== DATA SUPPLIED ==
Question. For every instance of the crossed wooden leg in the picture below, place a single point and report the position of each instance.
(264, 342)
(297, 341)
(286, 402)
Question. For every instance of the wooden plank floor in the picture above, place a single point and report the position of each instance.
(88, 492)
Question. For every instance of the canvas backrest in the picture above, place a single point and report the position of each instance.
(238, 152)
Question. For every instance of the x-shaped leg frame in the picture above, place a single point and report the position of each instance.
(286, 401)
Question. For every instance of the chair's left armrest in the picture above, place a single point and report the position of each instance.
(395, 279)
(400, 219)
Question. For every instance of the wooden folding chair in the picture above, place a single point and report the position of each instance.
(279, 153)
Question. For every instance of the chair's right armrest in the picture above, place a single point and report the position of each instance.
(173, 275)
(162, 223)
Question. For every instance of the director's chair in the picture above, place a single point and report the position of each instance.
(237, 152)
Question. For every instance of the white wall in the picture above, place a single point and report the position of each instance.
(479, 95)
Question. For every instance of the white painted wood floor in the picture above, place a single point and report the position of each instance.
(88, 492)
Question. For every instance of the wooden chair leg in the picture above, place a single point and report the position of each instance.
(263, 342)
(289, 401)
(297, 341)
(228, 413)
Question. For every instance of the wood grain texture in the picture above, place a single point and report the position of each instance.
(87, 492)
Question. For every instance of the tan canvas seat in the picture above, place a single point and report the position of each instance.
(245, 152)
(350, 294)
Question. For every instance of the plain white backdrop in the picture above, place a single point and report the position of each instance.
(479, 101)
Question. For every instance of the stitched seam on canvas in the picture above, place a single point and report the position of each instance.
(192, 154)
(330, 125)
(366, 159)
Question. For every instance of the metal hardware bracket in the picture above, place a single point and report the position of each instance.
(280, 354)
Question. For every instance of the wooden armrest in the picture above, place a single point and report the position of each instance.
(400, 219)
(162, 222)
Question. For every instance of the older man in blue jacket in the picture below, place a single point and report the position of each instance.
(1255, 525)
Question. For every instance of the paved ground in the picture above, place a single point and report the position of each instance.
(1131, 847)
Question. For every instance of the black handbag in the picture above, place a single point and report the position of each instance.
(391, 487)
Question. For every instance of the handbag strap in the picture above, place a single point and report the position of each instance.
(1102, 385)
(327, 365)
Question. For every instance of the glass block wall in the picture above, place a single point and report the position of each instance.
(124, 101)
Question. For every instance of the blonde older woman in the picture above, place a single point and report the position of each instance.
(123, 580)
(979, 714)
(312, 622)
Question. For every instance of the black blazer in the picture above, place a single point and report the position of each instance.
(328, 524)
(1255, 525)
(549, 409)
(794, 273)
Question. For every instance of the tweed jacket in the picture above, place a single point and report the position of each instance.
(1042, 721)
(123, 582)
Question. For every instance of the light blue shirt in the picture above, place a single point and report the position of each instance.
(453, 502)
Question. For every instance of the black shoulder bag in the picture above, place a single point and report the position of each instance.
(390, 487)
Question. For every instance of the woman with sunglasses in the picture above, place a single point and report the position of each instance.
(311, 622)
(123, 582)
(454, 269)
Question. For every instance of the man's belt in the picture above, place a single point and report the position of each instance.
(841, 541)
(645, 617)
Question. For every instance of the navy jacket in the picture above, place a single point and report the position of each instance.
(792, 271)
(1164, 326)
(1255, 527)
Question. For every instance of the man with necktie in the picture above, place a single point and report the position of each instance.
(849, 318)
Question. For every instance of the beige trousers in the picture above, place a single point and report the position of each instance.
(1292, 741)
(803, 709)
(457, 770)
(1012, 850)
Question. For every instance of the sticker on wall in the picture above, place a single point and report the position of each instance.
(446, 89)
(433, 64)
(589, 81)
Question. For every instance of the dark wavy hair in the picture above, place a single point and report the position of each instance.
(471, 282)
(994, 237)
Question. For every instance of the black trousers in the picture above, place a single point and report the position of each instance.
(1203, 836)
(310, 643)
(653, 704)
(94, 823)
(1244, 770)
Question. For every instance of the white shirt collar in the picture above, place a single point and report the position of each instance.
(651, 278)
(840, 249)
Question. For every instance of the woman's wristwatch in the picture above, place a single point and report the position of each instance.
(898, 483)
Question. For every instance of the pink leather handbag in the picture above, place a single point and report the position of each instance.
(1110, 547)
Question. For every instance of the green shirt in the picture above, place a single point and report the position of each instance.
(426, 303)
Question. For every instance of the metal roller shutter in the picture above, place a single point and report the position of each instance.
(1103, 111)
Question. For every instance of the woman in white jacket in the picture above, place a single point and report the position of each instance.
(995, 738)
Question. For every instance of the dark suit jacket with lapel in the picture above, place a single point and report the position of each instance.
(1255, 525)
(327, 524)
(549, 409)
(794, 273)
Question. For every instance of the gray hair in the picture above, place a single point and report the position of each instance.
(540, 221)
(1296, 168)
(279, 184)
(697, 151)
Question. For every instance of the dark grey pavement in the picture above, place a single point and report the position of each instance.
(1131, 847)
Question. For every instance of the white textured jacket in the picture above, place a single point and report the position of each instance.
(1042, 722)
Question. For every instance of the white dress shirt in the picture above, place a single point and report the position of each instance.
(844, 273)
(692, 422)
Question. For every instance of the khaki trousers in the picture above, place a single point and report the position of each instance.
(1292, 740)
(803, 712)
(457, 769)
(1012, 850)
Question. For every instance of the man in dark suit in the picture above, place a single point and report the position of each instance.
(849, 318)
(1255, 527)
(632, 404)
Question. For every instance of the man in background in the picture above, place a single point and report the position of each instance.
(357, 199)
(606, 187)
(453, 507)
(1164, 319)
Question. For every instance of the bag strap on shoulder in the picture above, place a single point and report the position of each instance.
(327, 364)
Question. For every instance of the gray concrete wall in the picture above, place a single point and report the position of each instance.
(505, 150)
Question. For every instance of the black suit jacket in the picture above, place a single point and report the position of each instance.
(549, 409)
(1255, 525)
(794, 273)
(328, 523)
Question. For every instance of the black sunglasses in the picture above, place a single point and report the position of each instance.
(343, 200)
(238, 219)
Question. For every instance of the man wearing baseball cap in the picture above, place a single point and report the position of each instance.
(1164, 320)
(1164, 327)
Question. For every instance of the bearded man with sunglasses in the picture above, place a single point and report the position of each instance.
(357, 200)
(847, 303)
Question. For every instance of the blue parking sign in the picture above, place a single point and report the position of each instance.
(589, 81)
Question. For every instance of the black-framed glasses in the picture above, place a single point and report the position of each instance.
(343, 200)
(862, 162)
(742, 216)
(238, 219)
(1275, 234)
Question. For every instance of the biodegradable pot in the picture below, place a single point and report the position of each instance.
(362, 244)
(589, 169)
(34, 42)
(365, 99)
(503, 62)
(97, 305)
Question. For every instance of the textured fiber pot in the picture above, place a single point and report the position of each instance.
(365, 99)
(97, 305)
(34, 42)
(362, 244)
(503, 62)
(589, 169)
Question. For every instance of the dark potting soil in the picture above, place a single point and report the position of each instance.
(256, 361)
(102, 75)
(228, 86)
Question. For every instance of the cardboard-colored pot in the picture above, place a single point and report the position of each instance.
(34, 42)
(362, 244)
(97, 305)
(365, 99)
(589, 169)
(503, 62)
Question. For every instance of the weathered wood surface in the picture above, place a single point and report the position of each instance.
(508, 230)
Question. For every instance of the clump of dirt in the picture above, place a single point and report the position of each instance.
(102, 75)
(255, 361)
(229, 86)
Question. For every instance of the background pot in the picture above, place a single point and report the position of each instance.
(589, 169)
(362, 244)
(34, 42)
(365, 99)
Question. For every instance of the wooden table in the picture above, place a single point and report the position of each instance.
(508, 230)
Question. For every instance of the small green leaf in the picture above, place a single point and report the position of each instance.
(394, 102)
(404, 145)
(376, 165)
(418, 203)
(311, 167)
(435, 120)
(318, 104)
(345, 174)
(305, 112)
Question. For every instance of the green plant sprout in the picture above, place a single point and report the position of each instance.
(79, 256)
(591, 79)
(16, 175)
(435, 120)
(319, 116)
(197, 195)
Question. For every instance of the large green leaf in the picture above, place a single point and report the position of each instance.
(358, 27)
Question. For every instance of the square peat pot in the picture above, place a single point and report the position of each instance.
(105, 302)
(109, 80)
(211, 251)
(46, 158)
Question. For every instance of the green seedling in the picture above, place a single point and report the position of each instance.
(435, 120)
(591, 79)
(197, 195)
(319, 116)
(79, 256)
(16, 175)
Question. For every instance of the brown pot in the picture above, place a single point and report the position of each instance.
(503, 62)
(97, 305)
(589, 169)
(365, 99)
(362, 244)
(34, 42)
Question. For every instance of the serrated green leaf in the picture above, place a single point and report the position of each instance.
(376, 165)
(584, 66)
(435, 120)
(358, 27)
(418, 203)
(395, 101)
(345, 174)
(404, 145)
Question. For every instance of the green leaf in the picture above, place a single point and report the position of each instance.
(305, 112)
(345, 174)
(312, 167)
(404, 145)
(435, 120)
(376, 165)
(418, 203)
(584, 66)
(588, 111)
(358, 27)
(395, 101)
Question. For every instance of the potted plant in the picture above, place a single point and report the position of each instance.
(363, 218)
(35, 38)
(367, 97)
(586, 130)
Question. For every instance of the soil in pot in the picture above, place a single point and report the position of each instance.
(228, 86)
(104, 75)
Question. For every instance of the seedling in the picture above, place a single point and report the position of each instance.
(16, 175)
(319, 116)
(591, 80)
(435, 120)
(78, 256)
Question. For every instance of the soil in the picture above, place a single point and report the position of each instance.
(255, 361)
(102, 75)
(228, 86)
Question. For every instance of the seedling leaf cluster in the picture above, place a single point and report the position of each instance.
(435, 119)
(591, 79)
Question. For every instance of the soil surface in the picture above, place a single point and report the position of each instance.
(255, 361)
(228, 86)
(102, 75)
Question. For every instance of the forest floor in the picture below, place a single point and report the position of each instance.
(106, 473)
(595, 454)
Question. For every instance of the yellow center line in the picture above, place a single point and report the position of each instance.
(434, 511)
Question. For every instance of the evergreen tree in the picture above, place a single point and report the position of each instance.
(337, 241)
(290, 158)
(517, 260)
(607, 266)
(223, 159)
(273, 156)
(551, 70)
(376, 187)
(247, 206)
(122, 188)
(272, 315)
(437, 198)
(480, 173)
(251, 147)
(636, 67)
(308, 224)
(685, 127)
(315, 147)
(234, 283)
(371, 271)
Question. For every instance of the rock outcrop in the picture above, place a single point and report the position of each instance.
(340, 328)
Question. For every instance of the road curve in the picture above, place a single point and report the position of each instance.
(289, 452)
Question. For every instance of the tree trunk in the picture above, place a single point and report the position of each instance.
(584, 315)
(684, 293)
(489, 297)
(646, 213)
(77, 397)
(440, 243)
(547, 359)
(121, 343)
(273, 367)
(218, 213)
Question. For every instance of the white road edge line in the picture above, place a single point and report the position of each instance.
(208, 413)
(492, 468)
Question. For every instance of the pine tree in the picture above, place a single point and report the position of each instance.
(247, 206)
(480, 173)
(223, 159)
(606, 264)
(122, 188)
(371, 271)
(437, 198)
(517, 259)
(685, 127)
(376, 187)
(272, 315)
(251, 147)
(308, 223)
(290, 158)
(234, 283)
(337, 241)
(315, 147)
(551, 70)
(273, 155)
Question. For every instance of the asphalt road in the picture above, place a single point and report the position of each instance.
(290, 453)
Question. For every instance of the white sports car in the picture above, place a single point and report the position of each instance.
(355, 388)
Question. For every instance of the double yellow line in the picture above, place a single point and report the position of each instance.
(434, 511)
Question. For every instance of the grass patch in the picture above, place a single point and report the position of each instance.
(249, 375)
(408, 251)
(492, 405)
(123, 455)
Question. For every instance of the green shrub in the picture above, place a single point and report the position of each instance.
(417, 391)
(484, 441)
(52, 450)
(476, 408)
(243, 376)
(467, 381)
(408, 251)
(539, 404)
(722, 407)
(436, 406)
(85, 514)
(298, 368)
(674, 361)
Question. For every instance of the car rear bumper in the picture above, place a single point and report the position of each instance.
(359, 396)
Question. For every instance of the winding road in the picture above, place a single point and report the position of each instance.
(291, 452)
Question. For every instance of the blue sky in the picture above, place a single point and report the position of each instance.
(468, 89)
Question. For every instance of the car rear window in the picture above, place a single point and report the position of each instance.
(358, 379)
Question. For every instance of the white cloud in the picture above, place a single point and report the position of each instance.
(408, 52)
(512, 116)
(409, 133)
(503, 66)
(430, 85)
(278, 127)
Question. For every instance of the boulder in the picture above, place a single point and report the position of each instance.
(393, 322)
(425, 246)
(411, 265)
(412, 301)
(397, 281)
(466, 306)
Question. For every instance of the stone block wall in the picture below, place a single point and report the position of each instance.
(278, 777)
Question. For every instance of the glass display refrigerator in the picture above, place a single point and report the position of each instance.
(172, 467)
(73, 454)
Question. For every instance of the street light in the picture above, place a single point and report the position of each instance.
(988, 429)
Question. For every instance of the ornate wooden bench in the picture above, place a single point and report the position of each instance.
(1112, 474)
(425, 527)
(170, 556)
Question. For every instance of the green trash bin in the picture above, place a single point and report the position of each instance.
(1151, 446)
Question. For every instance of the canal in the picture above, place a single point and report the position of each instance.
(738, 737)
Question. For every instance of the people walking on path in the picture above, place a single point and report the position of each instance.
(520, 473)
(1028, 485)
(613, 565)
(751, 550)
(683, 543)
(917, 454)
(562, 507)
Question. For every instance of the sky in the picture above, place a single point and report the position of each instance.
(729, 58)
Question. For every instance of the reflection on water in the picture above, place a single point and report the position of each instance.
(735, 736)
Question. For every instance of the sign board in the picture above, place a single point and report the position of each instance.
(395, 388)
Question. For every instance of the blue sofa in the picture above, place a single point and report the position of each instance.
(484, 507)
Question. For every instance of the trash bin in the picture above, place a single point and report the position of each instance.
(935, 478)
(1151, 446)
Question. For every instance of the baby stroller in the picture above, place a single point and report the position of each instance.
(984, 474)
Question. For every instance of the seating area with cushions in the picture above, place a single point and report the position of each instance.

== PROMPT ==
Start copying at the line that contains "Question. For every instance of the green trash" and stop after the last line of the records, keeping every line exactly.

== RESPONSE BOX ==
Question. For every instance of the green trash bin in the picture above, place a single point and report the position of each instance.
(1151, 446)
Question. For every instance of the canal in the picture above, place a single point and report the position of each instance.
(738, 737)
Question. For every instance of the people walking on path in the picture above, place a single point and report the position of each instance.
(520, 473)
(1028, 485)
(613, 565)
(751, 550)
(683, 543)
(917, 454)
(562, 507)
Question. For every instance of the sky in the picture above, place a single point and report the position of each instance.
(729, 58)
Question. For every instance of the reflection on water in the picture above, place a single point and report the position of each instance.
(735, 736)
Question. For every instance of the sign board in the picture above, place a single point and report the position of each instance.
(395, 388)
Question. For every instance of the blue sofa in the picture above, place a single point and report the position of each instance.
(484, 507)
Question. For every instance of the trash bin in the picture above, place a single point and report the position of each instance.
(935, 478)
(1151, 446)
Question. For every instance of the baby stroller in the picture above, place a single point and report the position of each instance.
(984, 474)
Question. For every instance of the seating area with cushions in the picture above, place a single point and report the position of each instance.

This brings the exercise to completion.